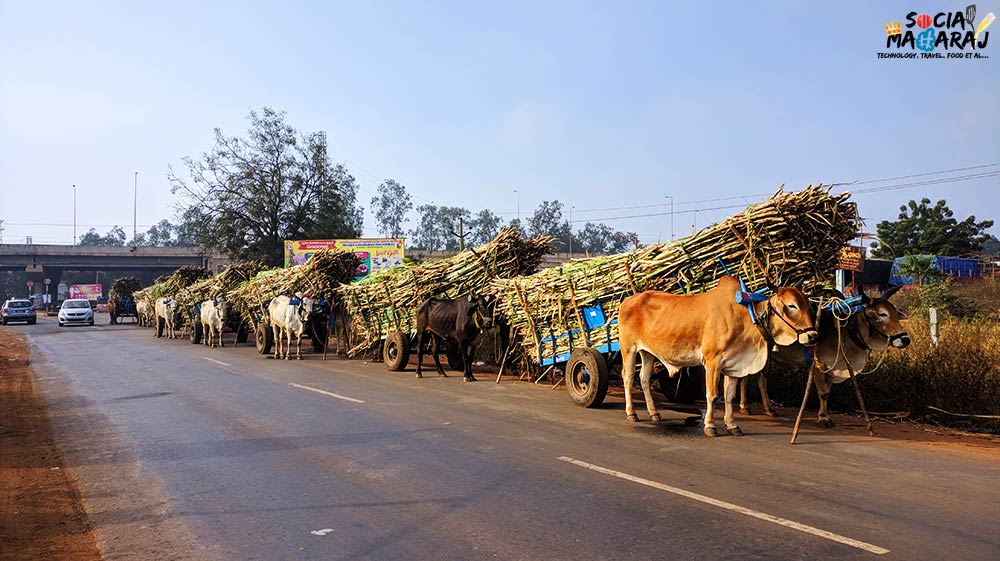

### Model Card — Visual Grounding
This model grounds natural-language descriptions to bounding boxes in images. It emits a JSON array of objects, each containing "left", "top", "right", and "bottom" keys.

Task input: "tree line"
[{"left": 77, "top": 107, "right": 996, "bottom": 266}]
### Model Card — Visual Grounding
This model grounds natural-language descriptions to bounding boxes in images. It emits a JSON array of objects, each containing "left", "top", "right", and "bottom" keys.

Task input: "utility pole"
[
  {"left": 665, "top": 195, "right": 674, "bottom": 240},
  {"left": 133, "top": 171, "right": 138, "bottom": 242},
  {"left": 73, "top": 184, "right": 77, "bottom": 245},
  {"left": 514, "top": 189, "right": 520, "bottom": 222},
  {"left": 569, "top": 205, "right": 574, "bottom": 254},
  {"left": 450, "top": 216, "right": 466, "bottom": 252}
]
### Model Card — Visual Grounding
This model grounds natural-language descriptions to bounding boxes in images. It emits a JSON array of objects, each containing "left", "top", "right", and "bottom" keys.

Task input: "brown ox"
[
  {"left": 619, "top": 276, "right": 818, "bottom": 437},
  {"left": 740, "top": 286, "right": 910, "bottom": 426}
]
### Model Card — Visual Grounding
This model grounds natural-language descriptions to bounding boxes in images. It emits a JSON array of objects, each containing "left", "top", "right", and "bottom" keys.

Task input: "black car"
[{"left": 2, "top": 299, "right": 37, "bottom": 325}]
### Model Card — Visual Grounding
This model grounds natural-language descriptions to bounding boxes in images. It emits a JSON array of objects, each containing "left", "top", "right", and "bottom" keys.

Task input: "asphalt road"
[{"left": 16, "top": 315, "right": 1000, "bottom": 561}]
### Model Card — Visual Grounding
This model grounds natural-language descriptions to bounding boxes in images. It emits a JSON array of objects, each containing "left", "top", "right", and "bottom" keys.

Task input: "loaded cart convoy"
[
  {"left": 107, "top": 276, "right": 142, "bottom": 324},
  {"left": 126, "top": 185, "right": 905, "bottom": 438}
]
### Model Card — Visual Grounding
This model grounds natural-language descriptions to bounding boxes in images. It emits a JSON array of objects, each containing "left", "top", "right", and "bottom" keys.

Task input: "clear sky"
[{"left": 2, "top": 1, "right": 998, "bottom": 246}]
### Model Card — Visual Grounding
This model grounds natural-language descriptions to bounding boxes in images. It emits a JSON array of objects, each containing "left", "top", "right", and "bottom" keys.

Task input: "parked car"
[
  {"left": 59, "top": 299, "right": 94, "bottom": 327},
  {"left": 2, "top": 299, "right": 37, "bottom": 325}
]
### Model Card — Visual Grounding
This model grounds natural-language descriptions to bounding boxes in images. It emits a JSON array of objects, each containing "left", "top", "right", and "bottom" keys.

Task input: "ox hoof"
[
  {"left": 415, "top": 373, "right": 423, "bottom": 379},
  {"left": 650, "top": 413, "right": 662, "bottom": 423},
  {"left": 817, "top": 418, "right": 834, "bottom": 428},
  {"left": 463, "top": 376, "right": 477, "bottom": 382},
  {"left": 764, "top": 409, "right": 777, "bottom": 417},
  {"left": 727, "top": 426, "right": 745, "bottom": 437},
  {"left": 739, "top": 407, "right": 750, "bottom": 415},
  {"left": 626, "top": 413, "right": 639, "bottom": 423},
  {"left": 438, "top": 373, "right": 448, "bottom": 378},
  {"left": 704, "top": 426, "right": 719, "bottom": 437}
]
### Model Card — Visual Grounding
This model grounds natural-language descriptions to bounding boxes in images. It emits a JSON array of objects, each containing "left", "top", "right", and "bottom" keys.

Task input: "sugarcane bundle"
[
  {"left": 132, "top": 267, "right": 211, "bottom": 313},
  {"left": 109, "top": 276, "right": 142, "bottom": 302},
  {"left": 174, "top": 261, "right": 267, "bottom": 313},
  {"left": 227, "top": 249, "right": 361, "bottom": 322},
  {"left": 493, "top": 184, "right": 860, "bottom": 364},
  {"left": 337, "top": 227, "right": 554, "bottom": 357}
]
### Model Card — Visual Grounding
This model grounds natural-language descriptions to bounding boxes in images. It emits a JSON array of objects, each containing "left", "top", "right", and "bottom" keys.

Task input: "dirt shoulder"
|---|
Work item
Give back the full listing verbatim, skipping each picture.

Solution to this problem
### Model Card — Visual Grounding
This model grounds natural-language descriptions to bounding boxes in images. It emits a JSON array of objects, each containing "left", "top", "right", and "bottom" keys.

Task input: "tree line"
[{"left": 77, "top": 107, "right": 996, "bottom": 266}]
### Model Card — Visual Grounding
This model grounds natural-language descriptions to bounding boxes in images. It emits a JSON array of objects, each containing "left", "top", "right", and "bottom" keys.

Task input: "utility pole"
[
  {"left": 665, "top": 195, "right": 674, "bottom": 240},
  {"left": 133, "top": 171, "right": 138, "bottom": 242},
  {"left": 73, "top": 184, "right": 77, "bottom": 245},
  {"left": 514, "top": 189, "right": 520, "bottom": 222},
  {"left": 569, "top": 205, "right": 574, "bottom": 254},
  {"left": 450, "top": 216, "right": 466, "bottom": 252}
]
### Model Card — Visual Grounding
This model grounds natural-language descriptions to bounding boxes in images. It emits a JSON array of objects, each containing "left", "top", "right", and "bottom" keys.

Task input: "brown ox"
[
  {"left": 619, "top": 276, "right": 818, "bottom": 437},
  {"left": 740, "top": 286, "right": 910, "bottom": 426}
]
### Model Card — Visual Grounding
This model grounds natural-language descriptions to bounding boxes in images. It emits a JSON array of objects, each containing "left", "top", "right", and "bottom" keys.

Task input: "black car"
[{"left": 2, "top": 299, "right": 37, "bottom": 325}]
### Model Card — Visual Grounding
This model grounds natural-language descriptions to bounding boxes in images. It emits a JSON array of objects, each containing "left", "top", "right", and "bottom" keys.

Task input: "asphalt road"
[{"left": 16, "top": 315, "right": 1000, "bottom": 561}]
### Model Card — Visual Grounding
This model grounds natural-language descriptions to bounding boxes in images. It emits a JSON array of objects, each containing "left", "top", "right", and "bottom" keys.

Task input: "loaded cart convoy"
[
  {"left": 107, "top": 276, "right": 142, "bottom": 324},
  {"left": 126, "top": 185, "right": 905, "bottom": 438}
]
### Model Card — Visual Grounding
This model grounds natural-language descriptions to bounding boxes in images. It emits a JSON array of objects, each containing "left", "top", "right", and "bottom" keys.

Task input: "clear sky"
[{"left": 2, "top": 1, "right": 998, "bottom": 246}]
### Model Card — Visual Grounding
This model grounds natural-language descriptions to bounding boxes in images. It emits a JSON array of objects, each containing "left", "top", "right", and "bottom" keys.

Task input: "parked car"
[
  {"left": 59, "top": 299, "right": 94, "bottom": 327},
  {"left": 2, "top": 299, "right": 37, "bottom": 325}
]
### Model Card — Visual Grounding
This model grounds natural-language descriptions to bounding boxes in images. It emits a JSON array of objects, each containing "left", "top", "right", and "bottom" keys.

Task input: "ox hoof"
[
  {"left": 415, "top": 373, "right": 423, "bottom": 379},
  {"left": 650, "top": 413, "right": 662, "bottom": 423},
  {"left": 817, "top": 418, "right": 834, "bottom": 428},
  {"left": 463, "top": 376, "right": 477, "bottom": 382},
  {"left": 764, "top": 409, "right": 777, "bottom": 417},
  {"left": 727, "top": 426, "right": 745, "bottom": 437},
  {"left": 739, "top": 407, "right": 750, "bottom": 415},
  {"left": 626, "top": 413, "right": 639, "bottom": 423},
  {"left": 438, "top": 373, "right": 448, "bottom": 378},
  {"left": 704, "top": 426, "right": 719, "bottom": 437}
]
### Model Card — Visual Grounding
This model grounds natural-language descriptions to bounding boxes in images. It emits a JSON array of objects, each containing "left", "top", "right", and "bottom" keys.

Task input: "sugarcane bundle"
[
  {"left": 132, "top": 267, "right": 211, "bottom": 313},
  {"left": 109, "top": 276, "right": 142, "bottom": 302},
  {"left": 174, "top": 261, "right": 267, "bottom": 313},
  {"left": 227, "top": 249, "right": 361, "bottom": 322},
  {"left": 493, "top": 184, "right": 860, "bottom": 364},
  {"left": 337, "top": 227, "right": 554, "bottom": 357}
]
### Model Card — Visual Grounding
This model grounds natural-language descriptions to bounding boxes in images. It emits a JSON array of objects, each containing "left", "top", "right", and "bottom" keys.

Task input: "dirt shoulder"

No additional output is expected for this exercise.